Every entry needs to be reproduced exactly.
#### Stored rows ####
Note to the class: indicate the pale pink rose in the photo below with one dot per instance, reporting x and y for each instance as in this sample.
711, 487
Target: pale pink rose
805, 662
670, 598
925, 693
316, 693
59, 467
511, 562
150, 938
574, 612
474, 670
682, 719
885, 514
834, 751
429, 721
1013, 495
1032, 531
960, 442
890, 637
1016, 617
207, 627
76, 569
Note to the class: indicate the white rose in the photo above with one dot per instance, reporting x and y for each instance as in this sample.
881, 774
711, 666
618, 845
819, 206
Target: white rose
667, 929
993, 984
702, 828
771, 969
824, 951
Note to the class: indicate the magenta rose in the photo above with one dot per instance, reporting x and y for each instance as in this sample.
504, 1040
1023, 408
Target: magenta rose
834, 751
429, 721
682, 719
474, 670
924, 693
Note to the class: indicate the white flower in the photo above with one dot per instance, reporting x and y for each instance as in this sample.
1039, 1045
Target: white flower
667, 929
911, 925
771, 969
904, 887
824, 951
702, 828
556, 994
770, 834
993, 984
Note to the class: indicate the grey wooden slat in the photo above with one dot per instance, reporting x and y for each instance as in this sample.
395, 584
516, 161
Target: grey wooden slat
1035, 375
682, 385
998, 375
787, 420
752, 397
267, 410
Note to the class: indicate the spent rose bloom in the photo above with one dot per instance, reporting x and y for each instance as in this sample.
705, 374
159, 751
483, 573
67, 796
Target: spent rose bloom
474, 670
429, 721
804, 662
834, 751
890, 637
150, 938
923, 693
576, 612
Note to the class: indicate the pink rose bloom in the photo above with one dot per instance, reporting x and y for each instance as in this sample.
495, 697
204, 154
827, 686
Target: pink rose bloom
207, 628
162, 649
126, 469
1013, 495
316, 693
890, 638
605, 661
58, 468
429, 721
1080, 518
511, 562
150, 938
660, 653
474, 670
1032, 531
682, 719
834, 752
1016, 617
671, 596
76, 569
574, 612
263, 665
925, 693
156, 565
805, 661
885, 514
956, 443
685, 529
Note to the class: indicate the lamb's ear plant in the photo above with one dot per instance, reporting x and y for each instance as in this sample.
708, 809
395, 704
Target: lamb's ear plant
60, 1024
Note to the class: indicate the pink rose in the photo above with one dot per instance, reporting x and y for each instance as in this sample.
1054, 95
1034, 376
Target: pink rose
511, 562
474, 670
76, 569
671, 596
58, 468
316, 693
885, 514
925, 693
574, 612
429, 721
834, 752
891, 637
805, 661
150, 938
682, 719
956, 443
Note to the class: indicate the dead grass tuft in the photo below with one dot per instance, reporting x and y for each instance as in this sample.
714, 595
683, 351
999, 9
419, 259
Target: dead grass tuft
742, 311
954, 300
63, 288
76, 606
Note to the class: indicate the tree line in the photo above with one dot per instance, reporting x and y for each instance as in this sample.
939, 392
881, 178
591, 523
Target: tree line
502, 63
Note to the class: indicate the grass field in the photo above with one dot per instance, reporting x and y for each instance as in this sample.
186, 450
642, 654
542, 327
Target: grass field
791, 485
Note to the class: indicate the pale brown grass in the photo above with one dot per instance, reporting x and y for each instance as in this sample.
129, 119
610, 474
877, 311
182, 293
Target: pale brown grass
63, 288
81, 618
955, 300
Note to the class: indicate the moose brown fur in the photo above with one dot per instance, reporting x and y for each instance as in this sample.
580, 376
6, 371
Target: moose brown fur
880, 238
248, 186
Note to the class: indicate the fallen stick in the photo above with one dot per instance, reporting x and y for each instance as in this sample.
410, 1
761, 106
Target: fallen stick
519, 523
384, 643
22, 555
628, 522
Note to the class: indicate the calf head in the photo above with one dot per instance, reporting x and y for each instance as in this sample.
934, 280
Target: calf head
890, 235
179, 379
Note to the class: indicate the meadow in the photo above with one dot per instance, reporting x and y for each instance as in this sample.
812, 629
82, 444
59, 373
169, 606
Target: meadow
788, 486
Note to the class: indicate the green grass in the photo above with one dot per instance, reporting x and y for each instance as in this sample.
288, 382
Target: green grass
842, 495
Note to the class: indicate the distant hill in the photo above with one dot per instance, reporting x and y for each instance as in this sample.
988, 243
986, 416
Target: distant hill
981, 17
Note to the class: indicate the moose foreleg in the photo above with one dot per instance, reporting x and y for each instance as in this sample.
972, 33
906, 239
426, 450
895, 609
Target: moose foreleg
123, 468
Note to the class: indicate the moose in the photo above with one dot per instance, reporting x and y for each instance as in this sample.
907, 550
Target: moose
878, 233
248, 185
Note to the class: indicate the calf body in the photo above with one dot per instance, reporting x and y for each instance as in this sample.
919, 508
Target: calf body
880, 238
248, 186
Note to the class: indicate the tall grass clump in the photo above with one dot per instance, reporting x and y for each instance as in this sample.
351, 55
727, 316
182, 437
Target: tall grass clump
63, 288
####
(Result):
Note to the class: indicate the pale pink rose in the photo below with one dot per instance, reporting x and y for each instance as in this sample.
711, 487
Target: pale pink rose
805, 662
670, 598
925, 693
316, 693
59, 467
511, 562
150, 938
574, 612
474, 670
682, 719
885, 514
834, 751
429, 721
1013, 495
1032, 531
960, 442
890, 637
1016, 617
207, 627
76, 569
Note to the class: indicate the white rose in the photo above with one dot per instance, reporting x and y for each instance as in this sample.
881, 774
711, 666
618, 845
819, 206
Target: white rose
667, 929
993, 984
702, 828
771, 969
824, 951
Note to the class: indicate the magenta rose in the photo above with one dot per instance, reporting x and y for each instance as in this sample.
504, 1040
1023, 408
Target: magenta rose
834, 751
429, 721
682, 719
474, 670
924, 693
Note to the class: indicate the white flower in the photo above with one dot per instance, reporting x and y for each instance as in this sample.
1039, 1045
Target: white flower
667, 929
911, 925
771, 969
904, 887
824, 951
702, 828
556, 994
770, 834
993, 984
Note to the class: indicate the grey wooden slat in the photo above with one dot per instance, reporting x and y for each instance as in this sample.
395, 584
516, 161
Target: grey wooden slat
1035, 375
682, 385
998, 375
787, 420
752, 397
267, 410
Note to the class: indicate the spent rose bloom in the photo above with one dot per instance, reporting x and y for each instance as in this sample.
705, 374
159, 751
483, 573
67, 796
Target: spent rose bloom
474, 670
429, 721
804, 662
834, 751
890, 637
150, 938
923, 693
576, 612
Note to the class: indicate the pink rose bloom in the photo above with one dot per instance, reporting x and y for each instance as in this sample.
495, 697
204, 154
827, 686
Target: pink rose bloom
207, 628
162, 649
126, 469
1013, 495
316, 693
890, 638
605, 661
58, 468
429, 721
1080, 518
511, 562
150, 938
660, 653
474, 670
1032, 531
682, 719
834, 752
1016, 617
671, 596
76, 569
574, 612
263, 665
925, 693
156, 565
805, 661
885, 514
956, 443
685, 529
Note to the class: indicate the lamb's ear plant in the photo above with one dot per instance, reporting x and y for each instance as in this sample.
708, 809
395, 704
Target: lamb's ear plant
60, 1024
Note to the class: indicate the pink rose in the photo above with one dot per instance, reporting x and y for each instance as in this sample.
1054, 95
1034, 376
Target: pink rose
511, 562
474, 670
76, 569
671, 596
58, 468
316, 693
885, 514
925, 693
574, 612
429, 721
834, 752
891, 637
805, 661
150, 938
682, 719
956, 443
Note to the class: indicate the dead grass tuft in the photo below with one dot per instance, reporting x and y for each instance as in this sample.
714, 595
683, 351
999, 9
419, 259
Target: dead grass tuft
742, 311
954, 300
63, 288
76, 606
Note to the class: indicate the tree line in the photo above with one dot per instance, reporting x and y for each instance as in this sample.
939, 392
881, 178
591, 523
Target: tree line
502, 63
Note to the class: indicate the grass field in the photo above with one dot per instance, reporting x and y for each instance as in this sample.
186, 450
642, 654
542, 327
Target: grass field
791, 485
Note to the class: indicate the pale brown grass in the photo above with one dot per instance, reporting x and y for each instance as in this sample.
129, 119
610, 474
877, 311
182, 293
Target: pale brown grass
63, 288
81, 618
955, 300
Note to the class: indicate the moose brown fur in the photo above with one dot per instance, reporting x and y for each instance as in this sample.
580, 376
6, 371
Target: moose brown fur
880, 238
248, 186
Note to the class: indicate the fallen stick in the photo above with one dot per instance, reporting x and y for each instance as in this sample.
410, 1
761, 106
Target: fallen stick
519, 523
384, 643
22, 555
628, 522
Note to the class: indicate the calf head in the photo above with one dot per instance, reporting x and y for each instance as in this sample.
934, 280
Target: calf head
890, 235
179, 379
Note to the class: indicate the meadow in the photo above with one dot per instance, reporting x and y for each instance as in this sample.
812, 629
82, 444
59, 373
169, 606
Target: meadow
788, 486
Note to the class: indicate the green grass in the photo above with one dot per instance, reporting x and y for each instance as in this sample.
288, 382
Target: green grass
842, 495
Note to the class: indicate the distant hill in the photo above with one dot per instance, reporting x and y for each instance as in this sample.
988, 243
986, 416
Target: distant hill
981, 17
Note to the class: indicate the moose foreleg in the photo above with one dot per instance, reporting x and y for each instance as in this sample.
972, 33
906, 239
426, 450
895, 609
Target: moose foreleg
123, 468
Note to the class: indicate the moose in the photo above with one dot per instance, reporting x and y for each instance as in this sample.
907, 550
Target: moose
878, 233
248, 185
Note to the class: indicate the calf body in the photo above with one dot per instance, reporting x and y for each instance as in this sample.
919, 508
Target: calf body
880, 238
248, 186
Note to the class: indicate the tall grass clump in the photo above with one dot per instance, reporting x and y for each instance as in this sample.
351, 55
727, 316
182, 437
Target: tall grass clump
63, 288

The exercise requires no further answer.